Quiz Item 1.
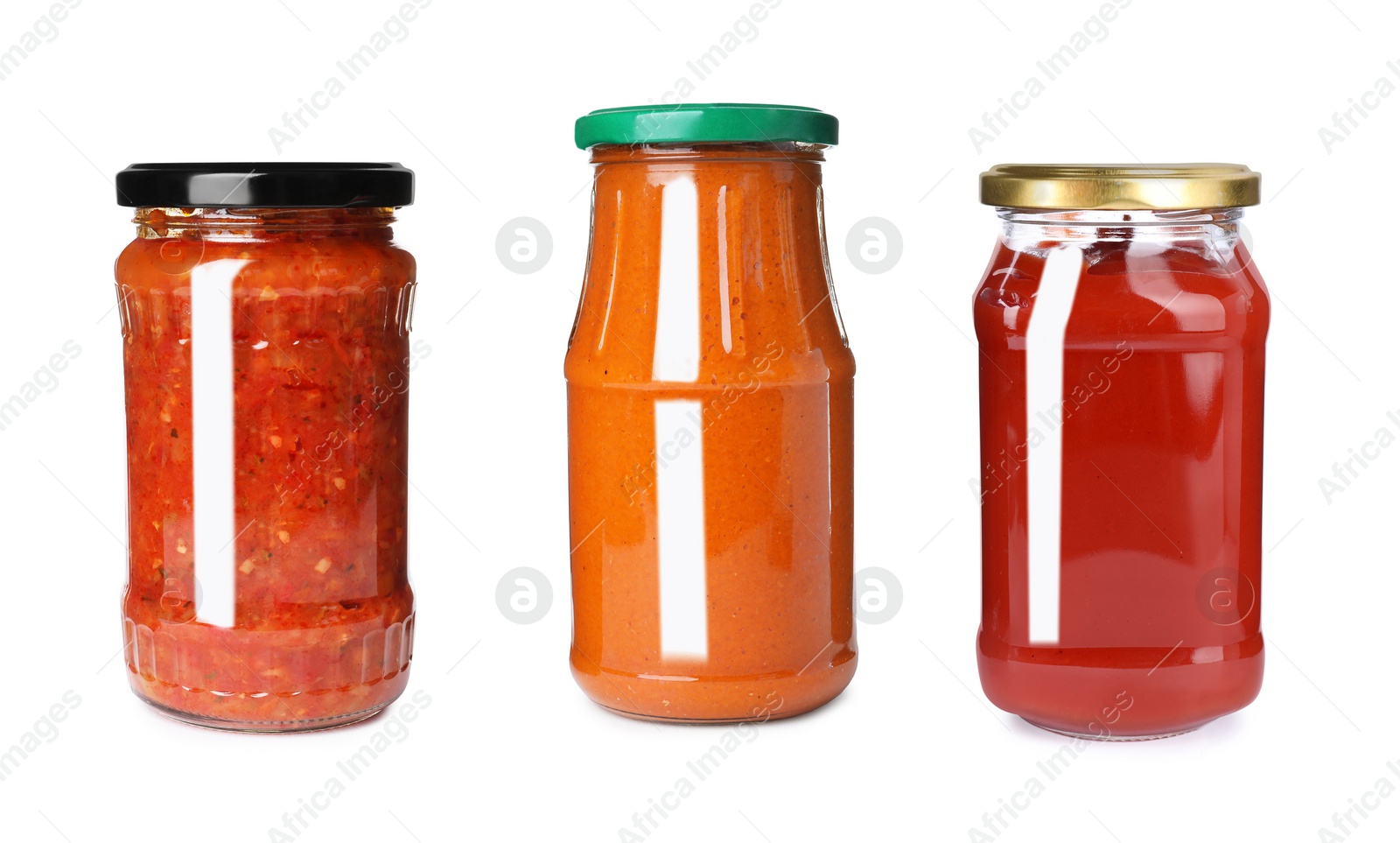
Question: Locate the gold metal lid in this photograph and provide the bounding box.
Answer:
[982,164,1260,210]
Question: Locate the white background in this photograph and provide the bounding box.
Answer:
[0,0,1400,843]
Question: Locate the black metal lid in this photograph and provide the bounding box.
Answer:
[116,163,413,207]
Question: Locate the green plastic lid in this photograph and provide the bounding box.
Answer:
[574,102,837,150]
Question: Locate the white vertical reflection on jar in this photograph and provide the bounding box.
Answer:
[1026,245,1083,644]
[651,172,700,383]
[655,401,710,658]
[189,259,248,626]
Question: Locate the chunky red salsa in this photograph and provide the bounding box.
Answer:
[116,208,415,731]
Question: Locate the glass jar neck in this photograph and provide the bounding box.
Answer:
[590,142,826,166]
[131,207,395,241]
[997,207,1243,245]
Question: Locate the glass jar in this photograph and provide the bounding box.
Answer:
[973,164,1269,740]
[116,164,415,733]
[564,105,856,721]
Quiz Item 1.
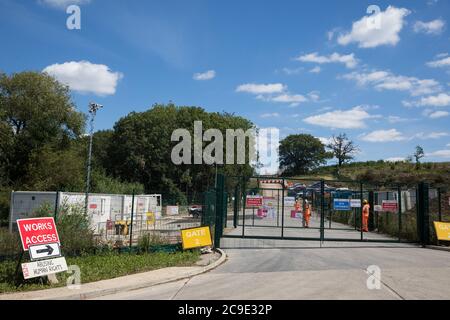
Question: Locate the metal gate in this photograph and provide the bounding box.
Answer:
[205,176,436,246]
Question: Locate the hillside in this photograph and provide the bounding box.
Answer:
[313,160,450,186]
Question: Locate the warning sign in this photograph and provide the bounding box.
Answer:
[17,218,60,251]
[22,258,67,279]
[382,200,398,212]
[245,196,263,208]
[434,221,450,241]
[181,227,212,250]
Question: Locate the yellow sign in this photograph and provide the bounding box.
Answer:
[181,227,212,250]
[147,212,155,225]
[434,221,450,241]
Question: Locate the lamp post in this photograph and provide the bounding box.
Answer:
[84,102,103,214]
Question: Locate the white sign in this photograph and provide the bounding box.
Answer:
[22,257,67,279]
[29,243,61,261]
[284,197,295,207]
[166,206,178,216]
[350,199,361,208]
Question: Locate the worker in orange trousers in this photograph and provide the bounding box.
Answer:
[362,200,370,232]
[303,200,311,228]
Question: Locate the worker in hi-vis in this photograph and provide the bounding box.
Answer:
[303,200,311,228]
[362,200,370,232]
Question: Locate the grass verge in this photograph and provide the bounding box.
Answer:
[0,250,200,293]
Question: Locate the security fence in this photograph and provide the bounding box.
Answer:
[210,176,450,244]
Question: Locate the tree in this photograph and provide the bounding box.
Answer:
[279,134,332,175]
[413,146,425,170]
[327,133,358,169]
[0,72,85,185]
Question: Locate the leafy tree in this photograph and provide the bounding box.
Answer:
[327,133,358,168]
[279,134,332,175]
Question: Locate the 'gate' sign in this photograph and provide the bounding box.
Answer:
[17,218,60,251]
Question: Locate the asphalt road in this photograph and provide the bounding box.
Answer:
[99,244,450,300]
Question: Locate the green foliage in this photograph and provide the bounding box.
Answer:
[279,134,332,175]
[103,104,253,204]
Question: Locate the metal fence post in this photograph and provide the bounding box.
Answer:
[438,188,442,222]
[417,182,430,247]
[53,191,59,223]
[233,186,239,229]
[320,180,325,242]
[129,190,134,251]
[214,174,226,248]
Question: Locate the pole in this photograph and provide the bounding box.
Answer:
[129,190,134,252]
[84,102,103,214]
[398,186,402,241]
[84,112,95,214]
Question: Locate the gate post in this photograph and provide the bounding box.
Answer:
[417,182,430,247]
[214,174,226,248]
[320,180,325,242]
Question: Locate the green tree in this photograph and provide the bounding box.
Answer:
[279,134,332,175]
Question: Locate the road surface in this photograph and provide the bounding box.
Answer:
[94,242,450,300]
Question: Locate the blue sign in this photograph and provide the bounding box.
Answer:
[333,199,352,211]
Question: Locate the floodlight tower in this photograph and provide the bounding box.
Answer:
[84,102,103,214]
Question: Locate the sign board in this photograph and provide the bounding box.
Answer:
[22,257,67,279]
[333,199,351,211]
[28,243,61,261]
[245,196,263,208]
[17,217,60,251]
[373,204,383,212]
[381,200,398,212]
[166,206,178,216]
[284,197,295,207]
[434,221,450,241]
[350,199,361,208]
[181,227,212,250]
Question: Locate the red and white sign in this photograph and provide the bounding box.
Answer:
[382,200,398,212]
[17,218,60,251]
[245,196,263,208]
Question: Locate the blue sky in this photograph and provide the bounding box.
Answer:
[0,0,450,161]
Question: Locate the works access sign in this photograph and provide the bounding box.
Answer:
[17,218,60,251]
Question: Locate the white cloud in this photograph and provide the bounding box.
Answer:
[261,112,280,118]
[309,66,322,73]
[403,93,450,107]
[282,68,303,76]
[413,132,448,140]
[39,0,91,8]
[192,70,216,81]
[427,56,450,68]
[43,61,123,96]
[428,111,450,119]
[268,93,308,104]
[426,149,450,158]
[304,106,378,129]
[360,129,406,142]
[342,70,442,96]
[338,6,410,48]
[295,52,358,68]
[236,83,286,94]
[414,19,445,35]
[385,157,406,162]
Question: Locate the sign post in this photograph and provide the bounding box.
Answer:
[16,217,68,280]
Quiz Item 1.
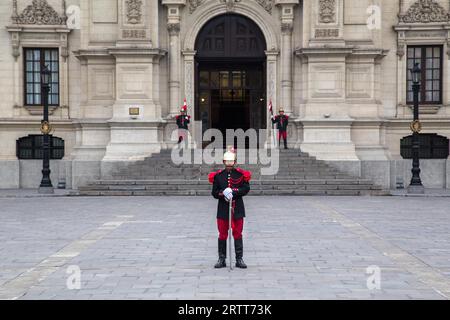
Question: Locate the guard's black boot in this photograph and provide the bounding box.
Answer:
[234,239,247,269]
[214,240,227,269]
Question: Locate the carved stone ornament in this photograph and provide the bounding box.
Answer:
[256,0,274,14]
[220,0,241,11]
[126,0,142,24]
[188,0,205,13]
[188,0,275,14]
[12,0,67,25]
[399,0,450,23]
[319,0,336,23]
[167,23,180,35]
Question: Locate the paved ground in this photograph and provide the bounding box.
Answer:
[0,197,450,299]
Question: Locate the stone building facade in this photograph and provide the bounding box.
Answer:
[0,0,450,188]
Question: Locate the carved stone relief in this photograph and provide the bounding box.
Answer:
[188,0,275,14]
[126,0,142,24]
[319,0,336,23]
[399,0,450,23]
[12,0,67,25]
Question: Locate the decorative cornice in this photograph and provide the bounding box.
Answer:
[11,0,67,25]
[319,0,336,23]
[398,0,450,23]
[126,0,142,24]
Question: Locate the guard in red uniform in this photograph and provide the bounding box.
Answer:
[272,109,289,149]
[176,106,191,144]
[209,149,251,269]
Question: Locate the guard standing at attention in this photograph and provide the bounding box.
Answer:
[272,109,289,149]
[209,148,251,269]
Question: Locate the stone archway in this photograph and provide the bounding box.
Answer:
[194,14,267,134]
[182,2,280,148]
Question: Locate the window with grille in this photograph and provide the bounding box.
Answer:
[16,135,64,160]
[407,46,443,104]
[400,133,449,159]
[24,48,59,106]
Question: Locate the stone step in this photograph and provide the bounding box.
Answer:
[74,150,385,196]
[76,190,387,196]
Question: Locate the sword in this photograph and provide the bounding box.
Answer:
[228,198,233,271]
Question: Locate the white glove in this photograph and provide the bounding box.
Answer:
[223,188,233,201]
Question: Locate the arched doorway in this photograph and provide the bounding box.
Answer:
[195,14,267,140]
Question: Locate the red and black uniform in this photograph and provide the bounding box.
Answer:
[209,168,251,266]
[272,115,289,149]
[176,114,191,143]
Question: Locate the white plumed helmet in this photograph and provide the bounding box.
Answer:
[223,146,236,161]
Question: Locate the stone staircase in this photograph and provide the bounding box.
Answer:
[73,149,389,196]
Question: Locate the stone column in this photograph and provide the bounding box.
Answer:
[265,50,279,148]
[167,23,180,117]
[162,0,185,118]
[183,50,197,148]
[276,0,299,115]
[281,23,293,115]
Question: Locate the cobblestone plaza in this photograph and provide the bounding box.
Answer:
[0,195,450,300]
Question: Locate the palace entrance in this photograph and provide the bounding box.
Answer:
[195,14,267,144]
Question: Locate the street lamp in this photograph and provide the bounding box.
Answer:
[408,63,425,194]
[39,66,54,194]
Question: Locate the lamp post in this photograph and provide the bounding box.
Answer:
::::
## Exercise description
Copy the whole listing above word for word, leaving out the pictures.

## The output
Quiz Item 1.
Question: Locate the gold metal lid in this photograph and provide the bounding box.
Answer:
[982,164,1260,210]
Question: Locate the white background in this photograph and provide the bounding box.
Answer:
[0,0,1400,843]
Question: Locate the black metal lid in this photograph and provide the bounding box.
Answer:
[116,163,413,207]
Question: Locate the green plastic lid in this photograph and provide the bounding box.
Answer:
[574,102,837,150]
Question: Locate the white vertical reflection on jar in this photograph and provide the bounding box.
Answer:
[1026,245,1083,644]
[651,172,700,383]
[655,401,710,658]
[189,259,248,626]
Question: Locate the chunky red salsa in this photograph and provide the bounding box.
Answer:
[116,208,415,731]
Question: Locate the glass jar neck in this photograph and provide the bounding box.
Answer:
[590,142,826,166]
[131,207,395,241]
[997,207,1243,245]
Question: Locate the glass jar in this photograph and provide the bounding box.
Answer:
[973,164,1269,740]
[116,164,415,733]
[564,105,856,721]
Quiz Item 1.
Question: Locate the metal gate in this photograph and provide the bounding box.
Answer:
[205,176,436,246]
Question: Locate the hillside in this photograph and provide the bounding box.
Answer:
[313,160,450,186]
Question: Locate the warning sign in this photograph and provide the bounding box.
Answer:
[17,218,60,251]
[22,258,67,279]
[382,200,398,212]
[245,196,263,208]
[434,221,450,241]
[181,227,212,250]
Question: Locate the yellow sign in this photograph and provide the bounding box.
Answer:
[181,227,212,250]
[147,212,155,225]
[434,221,450,241]
Question: Locate the lamp post in this photograph and provide the bounding box.
Answer:
[84,102,103,214]
Question: Locate the white sign in this photograph and provide the bounding box.
Answer:
[22,257,67,279]
[29,243,61,261]
[284,197,295,207]
[166,206,178,216]
[350,199,361,208]
Question: Locate the worker in orange trousers in this photograph and provide the bounding box.
Answer:
[362,200,370,232]
[303,200,311,228]
Question: Locate the worker in hi-vis in this photograph and provide the bounding box.
Answer:
[303,200,311,228]
[362,200,370,232]
Question: Locate the grass verge in this photograph and provide the bounding box.
Answer:
[0,250,200,293]
Question: Locate the security fence in this photograph and provide the bounding box.
Answer:
[210,176,450,244]
Question: Locate the tree in this photograph and provide the bounding box.
Answer:
[279,134,332,175]
[413,146,425,170]
[327,133,358,169]
[0,72,85,185]
Question: Locate the leafy tree in this photograph and provide the bounding box.
Answer:
[327,133,358,168]
[279,134,332,175]
Question: Locate the 'gate' sign in this photograph and provide the bounding box.
Answer:
[17,218,60,251]
Question: Locate the asphalt road in this photograph and provide the bounding box.
Answer:
[99,244,450,300]
Question: Locate the green foliage in this photograph and provide the bounding box.
Answer:
[279,134,332,175]
[103,104,253,204]
Question: Locate the metal fence post in this photograph and provide the bounding box.
Answer:
[438,188,442,222]
[417,182,430,247]
[53,191,59,223]
[233,186,239,229]
[320,180,325,242]
[129,190,134,251]
[214,174,226,248]
Question: Locate the pole in this photograph and provide the bounding box.
Answer:
[129,190,134,252]
[84,102,103,214]
[398,186,402,241]
[84,112,95,214]
Question: Locate the gate post in this photograph and provide the bounding box.
Answer:
[417,182,430,247]
[214,174,226,248]
[320,180,325,242]
Question: Locate the green tree in this photograph and provide the bounding box.
Answer:
[279,134,332,175]
Question: Locate the road surface in this photograph and provide the bounding box.
Answer:
[94,242,450,300]
Question: Locate the blue sign in this photograph and provide the bounding box.
Answer:
[333,199,352,211]
Question: Locate the floodlight tower in this photograph and provide the bounding box.
Answer:
[84,102,103,214]
Question: Locate the sign board in this photograph and provide the bounding box.
Answer:
[22,257,67,279]
[333,199,351,211]
[28,243,61,261]
[245,196,263,208]
[17,217,60,251]
[373,204,383,212]
[381,200,398,212]
[166,206,178,216]
[284,197,295,207]
[434,221,450,241]
[350,199,361,208]
[181,227,212,250]
Question: Locate the red and white sign in this photograph and provide the bounding box.
Answer:
[382,200,398,212]
[17,218,60,251]
[245,196,263,208]
Question: Locate the blue sky in this photograph and provide the bounding box.
Answer:
[0,0,450,161]
Question: Locate the works access sign in this photograph and provide the bounding box.
Answer:
[17,218,60,251]
Question: Locate the white cloud in this photograph and provide the bounding box.
Answer:
[261,112,280,118]
[309,66,322,73]
[403,93,450,107]
[282,68,303,76]
[413,132,448,140]
[39,0,91,8]
[192,70,216,81]
[427,56,450,68]
[43,61,123,96]
[428,111,450,119]
[268,93,308,104]
[426,149,450,158]
[304,106,378,129]
[360,129,406,142]
[342,70,442,96]
[338,6,410,48]
[295,52,358,68]
[236,83,286,94]
[414,19,445,35]
[385,157,406,162]
Question: Locate the sign post in this photograph and provide the bounding box.
Answer:
[16,217,68,280]
Quiz Item 1.
Question: Locate the guard's black boot in this photograph and provide the bounding box.
Answer:
[234,239,247,269]
[214,240,227,269]
Question: Locate the carved stone ornament in this photograph and provide the bounding box.
Answer:
[256,0,274,14]
[220,0,241,11]
[126,0,142,24]
[188,0,205,13]
[188,0,275,14]
[12,0,67,25]
[399,0,450,23]
[319,0,336,23]
[167,23,180,35]
Question: Locate the paved ground in this photograph and provide the bounding box.
Answer:
[0,197,450,299]
Question: Locate the stone building facade in this photograph and provide the bounding box.
Answer:
[0,0,450,188]
Question: Locate the carved stone relief in this photograph and provide the bounding box.
Answer:
[188,0,275,14]
[126,0,142,24]
[319,0,336,23]
[399,0,450,23]
[12,0,67,25]
Question: Locate the decorative cornice in this photograph and provide the bounding box.
Answer:
[11,0,67,25]
[319,0,336,23]
[398,0,450,23]
[126,0,142,24]
Question: Locate the guard in red uniform in this photograph and provide the bounding box.
Answer:
[272,109,289,149]
[176,106,191,144]
[209,149,251,269]
Question: Locate the guard standing at attention in this photograph and provide the bounding box.
Answer:
[272,109,289,149]
[209,148,251,269]
Question: Locate the stone archway in this photograph and provide the bounding box.
Answer:
[194,14,267,134]
[182,2,280,148]
Question: Locate the window with grille in this photograph and provide the bounding box.
Answer:
[16,135,64,160]
[407,46,443,104]
[400,133,449,159]
[24,48,59,106]
Question: Locate the stone step in this photograph and provide the bounding box.
Answer:
[74,150,385,196]
[76,190,387,196]
Question: Locate the sword in this photograph and provide the bounding box.
Answer:
[228,198,233,271]
Question: Locate the white glove in this photograph and provide the bounding box.
Answer:
[223,188,233,201]
Question: Locate the arched doorway in this photograph and provide the bounding box.
Answer:
[195,14,267,140]
Question: Locate the red and black uniform in this photograph and provide the bounding box.
Answer:
[209,168,251,266]
[272,115,289,149]
[176,114,191,143]
Question: Locate the white plumed helmet in this photograph and provide the bounding box.
Answer:
[223,146,236,161]
Question: Locate the stone staircase in this photograph and provide the bounding box.
Answer:
[73,149,389,196]
Question: Locate the stone column in this photograph and provide the bounding box.
Answer:
[265,50,279,148]
[167,23,180,117]
[162,0,185,118]
[183,50,197,148]
[276,0,299,115]
[281,23,293,115]
Question: Locate the cobblestone plaza in this photograph and provide the bounding box.
Answer:
[0,195,450,300]
Question: Locate the palace entrance in this photograph and provide the bounding box.
Answer:
[195,14,267,144]
Question: Locate the street lamp in this photograph and provide the bounding box.
Answer:
[408,63,425,194]
[39,66,54,194]
Question: Locate the lamp post in this photograph and provide the bounding box.
Answer:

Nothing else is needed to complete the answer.